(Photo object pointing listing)
######

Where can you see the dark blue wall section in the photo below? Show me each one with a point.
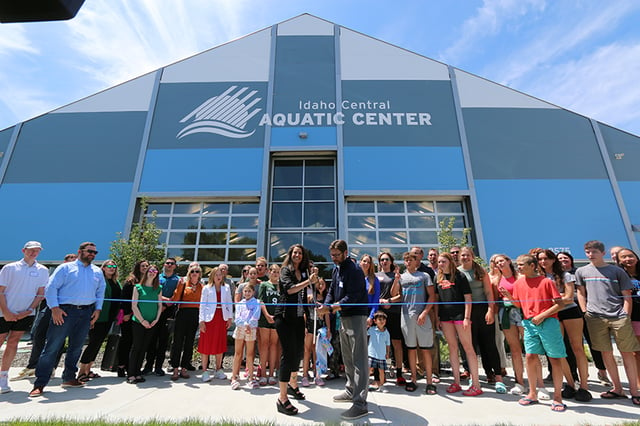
(61, 216)
(213, 115)
(624, 151)
(291, 137)
(419, 169)
(518, 215)
(304, 71)
(5, 138)
(421, 112)
(78, 147)
(531, 143)
(630, 191)
(209, 170)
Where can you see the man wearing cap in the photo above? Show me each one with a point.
(21, 289)
(74, 293)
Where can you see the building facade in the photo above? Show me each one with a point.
(307, 131)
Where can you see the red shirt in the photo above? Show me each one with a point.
(535, 295)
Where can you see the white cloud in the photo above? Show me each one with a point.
(560, 38)
(489, 20)
(117, 41)
(602, 85)
(13, 39)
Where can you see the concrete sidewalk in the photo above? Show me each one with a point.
(110, 398)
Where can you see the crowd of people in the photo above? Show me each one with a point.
(370, 322)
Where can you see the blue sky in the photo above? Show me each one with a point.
(582, 55)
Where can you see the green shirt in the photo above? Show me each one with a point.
(146, 297)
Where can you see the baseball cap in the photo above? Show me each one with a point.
(32, 244)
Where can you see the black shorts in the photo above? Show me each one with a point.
(21, 325)
(393, 325)
(571, 313)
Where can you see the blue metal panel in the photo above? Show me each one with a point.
(402, 113)
(5, 137)
(304, 70)
(209, 115)
(630, 191)
(303, 137)
(518, 215)
(624, 151)
(77, 147)
(202, 170)
(531, 143)
(419, 169)
(61, 216)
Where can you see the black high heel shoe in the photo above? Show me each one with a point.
(295, 392)
(287, 408)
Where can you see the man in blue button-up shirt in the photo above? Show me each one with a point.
(74, 294)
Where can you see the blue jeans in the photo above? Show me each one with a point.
(76, 326)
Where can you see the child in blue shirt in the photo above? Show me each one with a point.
(379, 342)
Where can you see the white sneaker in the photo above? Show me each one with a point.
(4, 384)
(24, 374)
(543, 394)
(518, 389)
(219, 375)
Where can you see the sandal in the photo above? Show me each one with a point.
(501, 387)
(286, 408)
(612, 395)
(453, 388)
(295, 392)
(472, 391)
(524, 401)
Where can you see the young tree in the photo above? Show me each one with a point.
(446, 237)
(143, 243)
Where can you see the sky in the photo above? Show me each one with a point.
(581, 55)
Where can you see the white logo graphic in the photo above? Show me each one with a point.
(225, 114)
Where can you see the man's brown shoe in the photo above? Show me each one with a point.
(37, 391)
(74, 383)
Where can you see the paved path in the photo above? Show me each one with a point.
(160, 398)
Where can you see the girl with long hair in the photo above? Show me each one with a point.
(454, 315)
(373, 285)
(571, 324)
(146, 305)
(187, 294)
(268, 295)
(482, 316)
(126, 336)
(628, 260)
(289, 317)
(215, 315)
(386, 276)
(510, 317)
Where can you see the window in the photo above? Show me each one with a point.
(209, 232)
(398, 225)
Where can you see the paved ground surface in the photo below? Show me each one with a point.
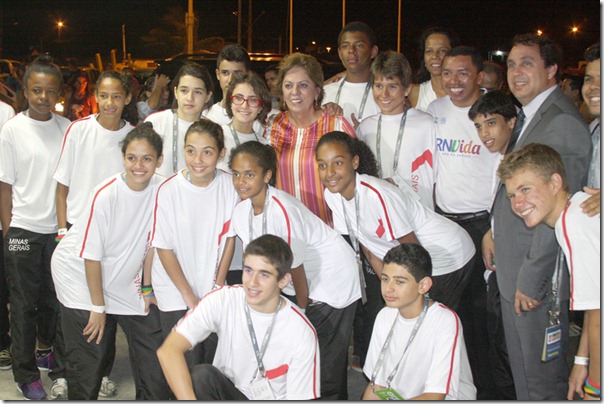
(122, 376)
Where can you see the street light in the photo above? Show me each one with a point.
(59, 26)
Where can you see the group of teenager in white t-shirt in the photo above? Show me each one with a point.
(151, 222)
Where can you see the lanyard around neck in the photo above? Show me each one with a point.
(363, 100)
(250, 326)
(380, 360)
(399, 141)
(264, 220)
(175, 143)
(236, 136)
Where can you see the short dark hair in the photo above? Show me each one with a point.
(423, 74)
(467, 51)
(275, 250)
(355, 147)
(234, 53)
(43, 64)
(392, 64)
(592, 53)
(491, 103)
(143, 130)
(550, 52)
(412, 256)
(265, 156)
(358, 26)
(260, 89)
(211, 128)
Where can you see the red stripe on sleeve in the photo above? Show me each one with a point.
(453, 349)
(426, 157)
(155, 207)
(383, 207)
(91, 213)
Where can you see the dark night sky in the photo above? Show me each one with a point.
(95, 26)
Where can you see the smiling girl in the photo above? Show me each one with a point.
(30, 144)
(91, 149)
(192, 217)
(390, 216)
(248, 103)
(193, 88)
(98, 272)
(325, 275)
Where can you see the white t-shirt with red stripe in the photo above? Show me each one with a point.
(90, 154)
(417, 158)
(579, 237)
(329, 261)
(389, 213)
(436, 361)
(464, 180)
(29, 152)
(291, 359)
(114, 229)
(163, 124)
(193, 222)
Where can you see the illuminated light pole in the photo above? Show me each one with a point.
(59, 27)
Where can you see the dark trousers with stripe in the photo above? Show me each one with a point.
(210, 384)
(33, 305)
(86, 362)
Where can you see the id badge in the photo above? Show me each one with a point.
(261, 389)
(388, 394)
(552, 344)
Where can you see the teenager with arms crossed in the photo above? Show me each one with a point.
(190, 230)
(244, 316)
(402, 138)
(325, 275)
(30, 144)
(99, 276)
(417, 351)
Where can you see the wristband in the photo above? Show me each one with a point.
(97, 309)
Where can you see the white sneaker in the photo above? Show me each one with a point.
(58, 389)
(108, 387)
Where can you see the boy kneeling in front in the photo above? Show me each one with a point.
(417, 349)
(267, 349)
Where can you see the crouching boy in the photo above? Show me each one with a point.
(536, 186)
(267, 349)
(417, 349)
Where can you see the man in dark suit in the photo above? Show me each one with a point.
(525, 258)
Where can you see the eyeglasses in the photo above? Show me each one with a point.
(253, 102)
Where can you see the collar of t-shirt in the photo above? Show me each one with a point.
(531, 108)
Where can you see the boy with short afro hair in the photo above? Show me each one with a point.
(436, 365)
(535, 182)
(246, 317)
(232, 59)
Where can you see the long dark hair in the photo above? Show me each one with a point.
(355, 147)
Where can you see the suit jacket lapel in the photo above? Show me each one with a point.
(538, 116)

######

Rewrite every line in full, starting at the line that contains "Where can you see the suit" and continuing through the end of the listing. Multiply each answer coordinate by 1.95 and round to whole numbers, with halves rounded up.

Where can you see the suit jacket lapel in the photo above? Show me each one with a point.
(1049, 226)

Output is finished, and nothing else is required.